> WORK TO DO
Copy out only the lines running from the one that contains "Target: snow on mountain slope" through the end of the listing. Pictures stay out.

> GIVEN DATA
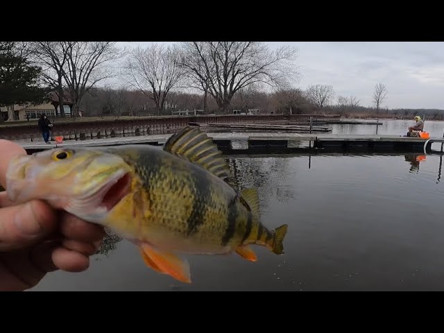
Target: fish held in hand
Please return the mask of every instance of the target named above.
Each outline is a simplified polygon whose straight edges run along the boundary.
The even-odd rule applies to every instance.
[[[261,222],[255,189],[235,189],[221,153],[187,127],[163,148],[151,145],[57,148],[11,160],[9,198],[46,200],[138,246],[157,272],[191,282],[180,255],[236,252],[255,262],[250,245],[284,253],[287,225]]]

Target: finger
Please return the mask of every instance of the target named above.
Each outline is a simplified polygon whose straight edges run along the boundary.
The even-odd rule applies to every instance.
[[[67,272],[81,272],[89,266],[88,257],[65,248],[54,250],[52,259],[58,268]]]
[[[92,243],[106,234],[101,225],[86,222],[65,212],[62,213],[60,232],[66,238]]]
[[[0,139],[0,184],[6,190],[6,180],[5,179],[9,162],[17,155],[27,155],[22,146],[8,140]]]
[[[52,234],[57,215],[40,200],[0,209],[0,251],[28,246]]]
[[[8,280],[12,280],[17,288],[25,290],[35,286],[45,275],[46,272],[35,266],[30,260],[28,249],[22,249],[10,253],[0,253],[0,267],[8,272]],[[0,285],[1,284],[0,283]]]
[[[96,247],[91,243],[85,243],[74,239],[65,239],[62,245],[68,250],[77,251],[85,255],[92,255],[96,253]]]
[[[10,207],[17,205],[17,203],[11,201],[8,197],[7,192],[0,192],[0,208],[2,207]]]
[[[31,252],[31,260],[35,267],[43,272],[58,269],[53,262],[53,252],[60,247],[60,241],[48,241],[35,245]]]

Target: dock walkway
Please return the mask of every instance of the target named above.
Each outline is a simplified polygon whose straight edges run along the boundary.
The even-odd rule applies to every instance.
[[[384,151],[424,151],[425,139],[407,137],[396,135],[316,135],[276,133],[207,133],[218,146],[223,151],[292,151],[298,148],[323,150],[364,150]],[[148,144],[163,145],[172,134],[141,135],[103,139],[87,139],[83,140],[66,140],[58,146],[80,147],[114,146],[123,144]],[[443,138],[430,138],[441,142]],[[54,142],[45,144],[43,142],[31,142],[17,140],[27,151],[42,151],[56,146]],[[429,146],[430,146],[429,144]],[[429,147],[428,147],[429,148]]]

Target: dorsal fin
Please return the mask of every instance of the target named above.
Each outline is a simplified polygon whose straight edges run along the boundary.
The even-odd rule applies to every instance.
[[[251,210],[251,212],[253,213],[253,214],[255,215],[258,219],[260,219],[261,213],[259,211],[259,195],[257,194],[257,189],[243,189],[242,191],[241,191],[241,197],[248,205],[250,210]]]
[[[202,166],[228,182],[230,167],[222,157],[222,153],[213,140],[198,128],[182,128],[170,137],[164,150]]]

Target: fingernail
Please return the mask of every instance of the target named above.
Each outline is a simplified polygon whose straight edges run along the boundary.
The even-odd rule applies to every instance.
[[[33,212],[31,203],[22,207],[14,216],[17,228],[24,234],[35,236],[42,232],[42,226]]]

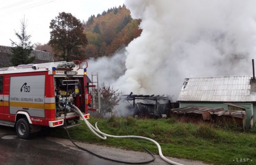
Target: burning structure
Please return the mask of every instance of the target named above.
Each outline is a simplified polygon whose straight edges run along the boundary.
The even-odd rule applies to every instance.
[[[154,118],[169,116],[171,109],[175,106],[171,103],[169,96],[164,95],[133,95],[132,92],[129,95],[121,96],[122,101],[127,101],[130,105],[134,116]]]

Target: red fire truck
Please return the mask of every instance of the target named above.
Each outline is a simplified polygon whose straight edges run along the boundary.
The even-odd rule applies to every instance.
[[[78,124],[72,104],[89,118],[87,67],[76,61],[0,69],[0,125],[27,139],[44,126],[63,126],[65,113],[68,126]]]

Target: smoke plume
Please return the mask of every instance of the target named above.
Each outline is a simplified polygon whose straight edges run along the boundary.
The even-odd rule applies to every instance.
[[[141,19],[143,31],[120,56],[126,58],[126,68],[122,60],[114,60],[113,72],[100,73],[115,88],[127,94],[170,95],[175,100],[185,78],[251,74],[256,1],[141,0],[125,4],[133,18]]]

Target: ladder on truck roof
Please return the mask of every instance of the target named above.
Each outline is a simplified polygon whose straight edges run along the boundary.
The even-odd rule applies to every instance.
[[[96,109],[96,111],[100,112],[100,94],[98,84],[98,74],[91,74],[92,85],[95,87],[93,87],[91,93],[92,105],[93,108]]]

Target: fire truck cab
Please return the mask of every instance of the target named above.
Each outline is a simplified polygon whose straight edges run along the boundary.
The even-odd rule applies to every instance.
[[[61,61],[0,69],[0,125],[29,137],[42,127],[69,127],[87,112],[86,61]]]

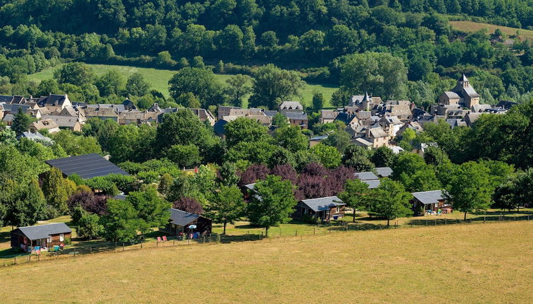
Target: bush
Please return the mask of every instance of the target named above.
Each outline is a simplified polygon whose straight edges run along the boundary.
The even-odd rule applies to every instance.
[[[320,223],[320,220],[312,214],[304,214],[303,216],[302,216],[302,221],[315,225]]]
[[[79,204],[73,208],[69,213],[74,225],[78,225],[80,219],[87,214],[87,211]]]
[[[102,230],[100,224],[100,216],[87,214],[81,217],[78,224],[78,235],[80,238],[92,240],[97,238]]]

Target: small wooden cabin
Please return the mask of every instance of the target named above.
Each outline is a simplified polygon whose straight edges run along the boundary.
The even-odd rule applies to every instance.
[[[337,197],[303,199],[298,201],[292,217],[295,220],[302,221],[309,215],[322,221],[329,221],[342,218],[346,205]]]
[[[436,212],[439,209],[445,209],[447,212],[452,211],[451,204],[447,204],[446,199],[443,195],[443,190],[424,191],[422,192],[413,192],[414,198],[411,199],[413,209],[416,212],[422,207],[425,212]]]
[[[46,250],[64,243],[71,235],[72,229],[64,223],[19,227],[11,231],[11,247],[31,251],[38,246]]]
[[[202,216],[189,214],[181,210],[170,209],[170,217],[168,223],[160,231],[170,235],[177,235],[180,233],[194,233],[199,232],[201,235],[210,234],[211,220]],[[196,226],[191,228],[191,226]]]

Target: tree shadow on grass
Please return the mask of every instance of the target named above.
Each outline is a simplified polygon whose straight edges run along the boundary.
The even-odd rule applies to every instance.
[[[21,250],[8,248],[4,250],[0,250],[0,259],[13,259],[15,257],[28,255],[29,253],[24,252]]]

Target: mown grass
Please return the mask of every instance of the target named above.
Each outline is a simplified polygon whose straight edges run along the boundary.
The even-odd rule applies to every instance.
[[[532,238],[533,222],[521,221],[89,255],[0,269],[0,298],[531,303]]]
[[[450,21],[450,24],[453,28],[466,33],[475,32],[484,28],[486,28],[488,33],[492,34],[497,28],[499,28],[500,30],[502,31],[502,33],[509,36],[516,35],[517,33],[518,33],[518,37],[522,39],[529,40],[533,40],[533,30],[530,30],[510,28],[508,26],[496,25],[493,24],[482,23],[472,21]]]
[[[150,83],[151,88],[157,90],[161,92],[165,96],[169,96],[168,93],[168,81],[176,73],[176,71],[151,69],[151,68],[141,68],[129,66],[118,66],[118,65],[108,65],[108,64],[89,64],[93,68],[96,75],[102,75],[109,70],[114,69],[122,74],[124,78],[127,78],[134,73],[139,72],[144,75],[144,78],[146,81]],[[52,78],[54,76],[54,71],[59,69],[61,65],[54,66],[52,68],[47,69],[41,71],[38,73],[30,74],[28,78],[30,80],[41,81],[43,79],[47,79]],[[226,81],[231,75],[228,74],[216,74],[216,79],[222,84],[226,84]],[[305,85],[303,90],[301,91],[301,98],[296,97],[294,99],[297,100],[301,100],[303,103],[311,105],[312,100],[312,95],[314,92],[320,91],[324,95],[324,98],[327,103],[324,107],[329,107],[329,100],[332,98],[333,93],[339,88],[334,86],[331,85],[321,85],[321,84],[310,84]],[[248,98],[247,95],[245,98],[244,106],[247,106]]]

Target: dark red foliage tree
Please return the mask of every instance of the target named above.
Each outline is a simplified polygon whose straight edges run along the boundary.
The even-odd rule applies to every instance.
[[[264,180],[269,174],[270,169],[266,165],[251,165],[240,174],[240,180],[238,185],[242,187],[248,184],[253,184],[258,180]]]
[[[88,191],[81,191],[69,198],[69,209],[72,210],[78,205],[83,210],[99,216],[105,214],[107,210],[108,197],[95,195]]]
[[[315,176],[324,176],[327,175],[328,170],[318,163],[310,163],[304,167],[302,174],[308,174]]]
[[[326,184],[324,176],[302,173],[298,177],[298,189],[295,197],[298,200],[301,200],[327,197],[329,192]]]
[[[348,180],[355,178],[355,170],[351,168],[346,168],[344,165],[329,170],[329,175],[327,177],[327,188],[331,195],[336,195],[337,193],[344,190],[344,184]]]
[[[293,185],[296,185],[296,182],[298,181],[298,173],[290,163],[275,166],[272,168],[270,174],[280,176],[283,180],[290,180]]]
[[[346,180],[354,178],[353,170],[344,166],[327,170],[309,164],[298,179],[297,199],[316,199],[336,195],[344,190]],[[314,173],[314,174],[312,174]]]
[[[204,214],[204,208],[201,207],[201,204],[197,201],[196,199],[191,197],[180,198],[179,200],[175,201],[174,204],[172,204],[172,207],[175,209],[189,212],[189,214]]]

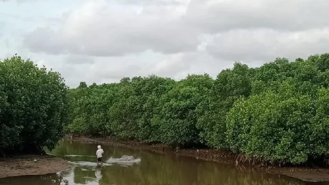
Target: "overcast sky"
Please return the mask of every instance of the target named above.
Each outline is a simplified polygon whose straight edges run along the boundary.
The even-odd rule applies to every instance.
[[[0,0],[0,59],[17,53],[72,87],[215,77],[236,61],[328,52],[328,0]]]

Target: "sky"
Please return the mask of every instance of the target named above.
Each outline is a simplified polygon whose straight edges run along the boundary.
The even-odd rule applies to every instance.
[[[329,51],[327,0],[0,0],[0,60],[14,53],[70,87],[156,75],[213,78]]]

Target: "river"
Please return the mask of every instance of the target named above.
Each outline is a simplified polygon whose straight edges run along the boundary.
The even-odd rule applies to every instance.
[[[50,153],[75,167],[56,174],[0,179],[1,185],[315,185],[282,175],[246,171],[233,166],[173,154],[102,145],[97,165],[97,144],[60,141]],[[122,157],[123,156],[123,158]]]

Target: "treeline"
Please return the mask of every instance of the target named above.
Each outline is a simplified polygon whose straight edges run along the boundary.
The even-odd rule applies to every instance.
[[[215,79],[155,76],[68,91],[66,132],[299,163],[329,151],[329,54],[260,67],[236,62]]]
[[[53,149],[68,123],[67,89],[58,72],[29,60],[0,60],[0,156]]]

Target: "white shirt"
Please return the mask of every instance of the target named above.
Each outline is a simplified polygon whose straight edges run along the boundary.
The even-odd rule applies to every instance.
[[[102,154],[103,154],[103,153],[104,151],[103,150],[103,149],[101,149],[97,150],[97,151],[96,151],[96,155],[97,156],[97,158],[102,157],[103,156]]]

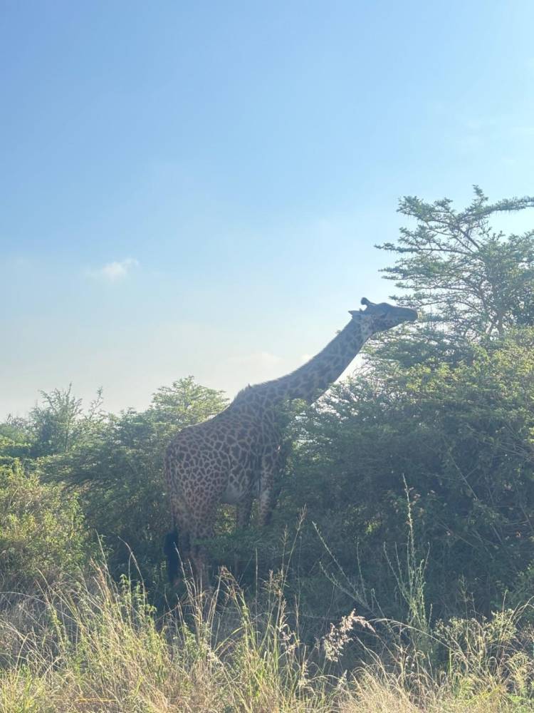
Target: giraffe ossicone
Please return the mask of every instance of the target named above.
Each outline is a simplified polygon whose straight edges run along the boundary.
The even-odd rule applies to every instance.
[[[275,475],[281,466],[282,434],[276,418],[281,405],[295,399],[313,403],[370,337],[417,319],[409,307],[375,304],[366,297],[362,304],[365,309],[350,310],[349,323],[306,364],[280,379],[247,386],[217,416],[184,429],[171,441],[164,465],[172,529],[164,553],[172,581],[178,576],[177,547],[182,561],[190,559],[206,580],[202,540],[214,536],[220,504],[237,506],[237,525],[242,528],[257,498],[260,525],[268,522]]]

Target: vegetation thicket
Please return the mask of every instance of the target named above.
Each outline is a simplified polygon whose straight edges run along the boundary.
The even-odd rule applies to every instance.
[[[272,525],[221,510],[209,596],[165,583],[162,456],[221,391],[0,424],[0,711],[534,710],[534,230],[492,227],[533,206],[401,200],[422,319],[288,407]]]

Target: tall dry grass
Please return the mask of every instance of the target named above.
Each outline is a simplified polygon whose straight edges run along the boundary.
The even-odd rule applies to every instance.
[[[351,612],[313,645],[283,573],[249,598],[223,573],[164,615],[105,566],[0,605],[0,712],[534,711],[523,610],[423,632]],[[365,642],[365,643],[364,643]],[[351,649],[360,664],[345,670]]]

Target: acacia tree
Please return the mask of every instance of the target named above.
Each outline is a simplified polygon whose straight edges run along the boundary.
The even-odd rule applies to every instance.
[[[409,303],[470,339],[534,323],[534,230],[506,235],[491,225],[498,213],[534,207],[534,198],[490,203],[478,186],[474,193],[459,211],[448,198],[431,203],[405,196],[398,210],[415,227],[377,246],[399,256],[382,272],[408,291]]]

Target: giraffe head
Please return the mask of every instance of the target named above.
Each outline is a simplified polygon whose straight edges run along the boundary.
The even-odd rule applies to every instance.
[[[417,319],[417,312],[409,307],[397,307],[387,302],[375,304],[367,297],[362,298],[362,304],[365,305],[365,309],[351,310],[350,314],[353,318],[364,317],[367,319],[373,333],[384,332],[403,322],[415,322]]]

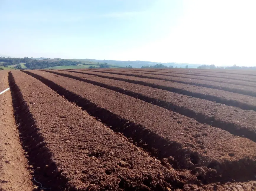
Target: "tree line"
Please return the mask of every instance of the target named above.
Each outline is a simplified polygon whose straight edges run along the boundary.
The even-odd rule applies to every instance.
[[[204,64],[197,67],[198,69],[229,69],[237,70],[237,69],[245,69],[247,70],[256,70],[256,66],[238,66],[235,64],[231,66],[221,66],[216,67],[214,64],[206,65]]]
[[[188,68],[188,65],[187,65],[185,67],[186,68]],[[175,68],[177,68],[178,67],[177,66],[175,66]],[[182,67],[181,66],[180,66],[180,68],[182,68]],[[142,66],[141,68],[173,68],[173,66],[165,66],[163,64],[157,64],[155,65],[154,66]]]
[[[10,65],[16,65],[15,68],[18,69],[22,69],[20,63],[25,63],[25,65],[29,69],[42,69],[48,67],[62,66],[76,66],[78,64],[81,63],[81,61],[71,61],[64,59],[52,62],[39,61],[27,57],[23,58],[0,57],[0,62],[4,62],[3,65],[4,66],[8,67]]]

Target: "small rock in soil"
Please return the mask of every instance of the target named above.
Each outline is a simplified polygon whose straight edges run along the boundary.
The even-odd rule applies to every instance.
[[[32,165],[30,165],[29,167],[27,167],[27,169],[31,169],[33,168],[33,166]]]
[[[128,163],[126,163],[125,162],[123,161],[120,161],[119,162],[119,164],[120,166],[122,167],[125,167],[130,165]]]
[[[6,160],[5,161],[5,163],[7,163],[7,164],[9,164],[9,165],[11,164],[11,162],[8,160]]]
[[[165,165],[164,165],[164,167],[167,168],[169,170],[170,170],[172,169],[172,166],[169,163],[167,163],[165,164]]]

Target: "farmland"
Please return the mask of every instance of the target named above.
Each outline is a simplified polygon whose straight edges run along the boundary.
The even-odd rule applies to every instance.
[[[253,72],[62,69],[0,71],[0,190],[256,190]]]

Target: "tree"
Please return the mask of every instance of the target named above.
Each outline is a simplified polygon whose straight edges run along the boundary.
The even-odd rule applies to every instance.
[[[106,62],[104,62],[104,64],[100,64],[100,68],[108,68],[109,67],[109,65]]]

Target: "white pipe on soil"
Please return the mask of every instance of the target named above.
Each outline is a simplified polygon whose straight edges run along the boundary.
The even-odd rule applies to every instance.
[[[5,92],[6,91],[8,91],[8,90],[9,90],[9,89],[10,89],[10,88],[8,88],[6,89],[5,90],[4,90],[3,91],[2,91],[1,92],[0,92],[0,95],[1,95],[2,93],[3,93],[4,92]]]

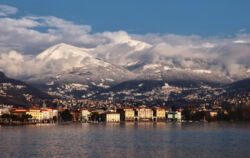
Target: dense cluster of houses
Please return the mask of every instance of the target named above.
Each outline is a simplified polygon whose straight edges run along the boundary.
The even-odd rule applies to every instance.
[[[181,112],[167,111],[164,108],[148,108],[141,106],[137,108],[118,108],[111,111],[81,109],[81,120],[88,121],[181,121]]]
[[[31,115],[31,122],[54,122],[63,121],[62,115],[65,108],[53,109],[43,106],[42,108],[1,108],[0,115],[8,113],[22,117]],[[103,109],[71,109],[69,113],[72,121],[82,122],[120,122],[120,121],[181,121],[182,116],[179,111],[168,111],[161,107],[148,108],[141,106],[137,108],[114,108],[112,110]]]

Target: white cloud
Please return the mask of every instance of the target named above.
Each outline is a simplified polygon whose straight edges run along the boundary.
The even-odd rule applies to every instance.
[[[17,9],[5,11],[4,15],[15,12]],[[94,56],[118,65],[141,62],[237,74],[250,67],[250,45],[247,41],[250,41],[250,35],[246,33],[233,38],[136,35],[122,30],[91,33],[89,25],[78,25],[53,16],[2,17],[0,70],[17,78],[57,72],[60,67],[72,65],[77,59],[58,61],[49,65],[49,70],[42,68],[44,65],[34,59],[48,47],[64,42],[92,48]]]
[[[17,8],[8,5],[0,5],[0,16],[7,16],[9,14],[16,14]]]

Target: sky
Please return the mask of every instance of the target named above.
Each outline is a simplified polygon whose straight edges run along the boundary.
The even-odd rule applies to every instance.
[[[120,66],[250,73],[249,15],[247,0],[0,0],[0,71],[18,79],[65,71],[73,58],[39,54],[66,43]]]
[[[250,31],[249,0],[0,0],[24,15],[55,16],[92,32],[229,36]]]

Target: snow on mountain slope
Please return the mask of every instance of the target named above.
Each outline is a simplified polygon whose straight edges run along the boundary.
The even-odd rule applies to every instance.
[[[71,95],[71,91],[87,93],[136,77],[123,67],[93,57],[90,51],[67,44],[52,46],[35,58],[46,73],[35,75],[28,81],[44,85],[44,90],[50,94],[64,97],[65,93]],[[79,85],[84,86],[79,88]]]
[[[215,83],[230,83],[232,80],[220,73],[202,69],[182,69],[161,64],[148,64],[134,70],[140,79],[148,80],[194,80]]]

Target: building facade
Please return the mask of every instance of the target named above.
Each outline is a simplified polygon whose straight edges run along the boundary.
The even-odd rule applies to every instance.
[[[141,107],[136,109],[138,121],[149,121],[153,119],[153,110],[151,108]]]
[[[120,122],[120,114],[115,112],[106,113],[106,122]]]

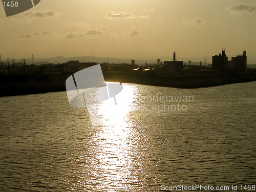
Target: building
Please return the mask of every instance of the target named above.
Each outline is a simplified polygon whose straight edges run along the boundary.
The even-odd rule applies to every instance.
[[[175,67],[176,73],[182,74],[183,73],[183,61],[176,60],[176,54],[175,52],[173,53],[174,60],[164,61],[164,65],[172,65]]]
[[[247,68],[247,56],[246,52],[244,51],[242,55],[238,55],[234,59],[234,69],[238,73],[246,73]]]
[[[219,73],[227,73],[228,57],[224,50],[219,55],[212,56],[212,70],[217,70]]]
[[[32,57],[31,58],[31,63],[33,65],[35,65],[35,57],[34,57],[34,54],[32,54]]]
[[[228,61],[227,68],[237,73],[246,73],[247,67],[247,56],[245,51],[244,51],[242,55],[232,57],[231,60]]]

> OUTPUT FOR THIS EXERCISE
Target: snow on mountain slope
Please return the mask of every instance of the target named above.
Each outline is a simplified polygon whose straight edges run along the boundary.
The even-odd rule applies to every instance.
[[[71,95],[71,91],[87,93],[136,77],[123,67],[93,57],[90,51],[67,44],[52,46],[35,58],[46,73],[35,75],[28,81],[44,85],[44,90],[50,94],[64,97],[65,93]],[[79,85],[84,86],[79,88]]]
[[[215,83],[230,83],[232,80],[220,73],[202,69],[182,69],[161,64],[148,64],[134,70],[140,79],[148,80],[194,80]]]

Target: building facade
Please return the mask of every instance of the target named above.
Each outline is a simplified polygon whose straight edges run along the boundary.
The even-odd rule applies to every instance.
[[[141,107],[136,109],[138,121],[149,121],[153,119],[153,110],[151,108]]]
[[[120,122],[120,114],[115,112],[106,113],[106,122]]]

Target: building
Please return the mask of every instance of the target named above.
Each outline is a simplified polygon whose straight edges run along the boundary.
The even-odd rule applies to every instance.
[[[175,67],[176,73],[182,74],[183,73],[183,61],[176,60],[176,54],[175,52],[173,53],[174,60],[164,61],[164,65],[172,65]]]
[[[247,68],[247,56],[246,52],[244,51],[242,55],[238,55],[234,59],[234,69],[238,73],[246,73]]]
[[[219,73],[227,73],[228,57],[224,50],[219,55],[212,56],[212,70],[217,70]]]
[[[32,57],[31,58],[31,63],[33,65],[35,65],[35,57],[34,57],[34,54],[32,54]]]
[[[228,61],[227,68],[237,73],[246,73],[247,67],[247,56],[245,51],[244,51],[242,55],[232,57],[231,60]]]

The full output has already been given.